**FRAGMENTO SELECCIONADO**
Por Jessica Acuña Neira
El viernes Cristian y yo volamos de Copiapó atravesando los temidos tacos para ir a Tierra Amarilla a presenciar el milagro de Alejandro Moreno: revivir la voz de Andréz Pérez, en su última obra de teatro, Rescate. No fui por morbo ni pirotecnia, porque ninguna de ellas está presente en la puesta en escena de un texto que va desde contar una tierna fábula, una locura –una mano que lo abandona para ir a dibujar sobre murallas en Perú-, revivir el teatro Windsor de Chañaral en una maqueta que se desarma y despliega en el escenario, que a ratos es el espacio para cuerpos ensombrecidos o iluminado, un muñeco, una actriz, otra actriz, quienes se suceden en silencio la mayor parte de la veces, complementando la historia que la voz de Pérez cuenta. O a ratos, dialogando con ella.
En un momento vemos una actriz dentro de la maqueta, que es la leyenda de Sara Bernard atraída por el Teatro Windsor de Chañaral y al mismo tiempo una vedette del extremo sur, la que nos cuenta con el acento propio de la clase alta y la soltura de quien ha vivido harto que Andrés Pérez murió de pena, cuando le quitaron su teatro, haciendo referencia al galpón Matucana 100, el que Pérez rescató para transformarlo en el lugar donde presentar sus obras, ensayar, crear, dirigir, hacer teatro. Ella cuenta la historia mejor que nadie, una de esas que indigna, donde alude a la esposa de un presidente en un acto despiadado, tanto como la cama del hospital donde por una negligencia no recibió el oxígeno que tal vez nos permitiría aún tenerlo con nosotros.
Así que Moreno dijo después de la obra, a la hora de recibir los aplausos, que le hicieron un teatro a Andrés, el Windsor, ya que le habían quitado el suyo. Una forma de reparación. Por cierto, Andrés Pérez actuó alguna vez allí, donde se enamoró de la obra de Ana Ponce “Mi hermana la tonta” tanto que la dirigió para un ciclo de teatro en un canal de televisión. Y allí estaba Anita, mirando la obra, recordando, seguro que extrañando esos momentos de encuentros, presentaciones, giras y tanto más.

**PARTES DEL EJERCICIO**
**a)** Según la reseña sobre Rescate, ¿qué obra de Ana Ponce dirigió Andrés Pérez para un ciclo de teatro en un canal de televisión?
**b)** Cita textualmente el pasaje de la reseña sobre Rescate que empieza con "Por Jessica Acuña" y sigue hasta "dialogando con ella.".
Los registros son un material aparte, independiente de la reseña.

**DATOS ALMACENADOS**

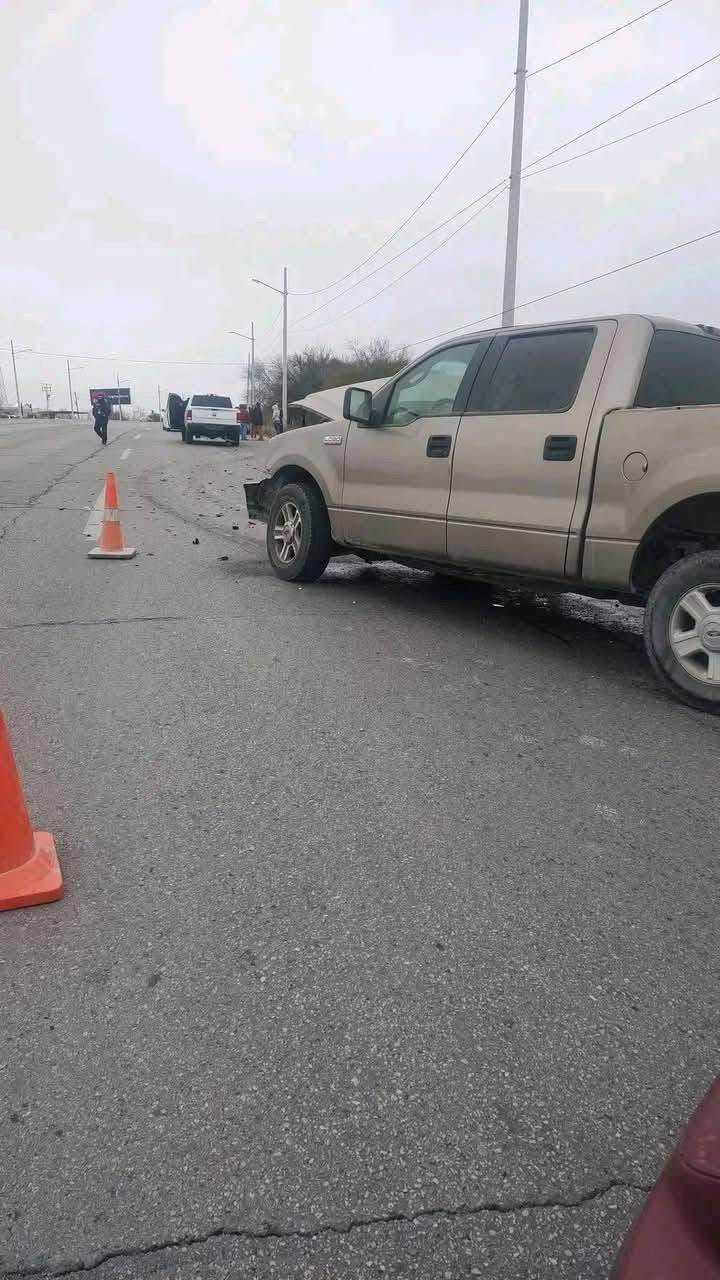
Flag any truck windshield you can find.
[192,396,232,408]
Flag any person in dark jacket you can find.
[92,396,110,444]
[250,401,263,440]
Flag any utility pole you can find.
[282,266,287,431]
[10,338,23,417]
[252,270,286,431]
[502,0,529,325]
[229,322,254,404]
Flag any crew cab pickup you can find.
[245,315,720,713]
[182,396,240,444]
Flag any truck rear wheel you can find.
[268,483,332,582]
[644,550,720,716]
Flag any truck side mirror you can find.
[342,387,373,426]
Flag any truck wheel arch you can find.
[630,492,720,596]
[270,463,328,508]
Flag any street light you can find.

**SOLUCIONES POR TAREA**
**a)** «Mi hermana la tonta».

**b)**
Por Jessica Acuña Neira
El viernes Cristian y yo volamos de Copiapó atravesando los temidos tacos para ir a Tierra Amarilla a presenciar el milagro de Alejandro Moreno: revivir la voz de Andréz Pérez, en su última obra de teatro, Rescate. No fui por morbo ni pirotecnia, porque ninguna de ellas está presente en la puesta en escena de un texto que va desde contar una tierna fábula, una locura –una mano que lo abandona para ir a dibujar sobre murallas en Perú-, revivir el teatro Windsor de Chañaral en una maqueta que se desarma y despliega en el escenario, que a ratos es el espacio para cuerpos ensombrecidos o iluminado, un muñeco, una actriz, otra actriz, quienes se suceden en silencio la mayor parte de la veces, complementando la historia que la voz de Pérez cuenta. O a ratos, dialogando con ella.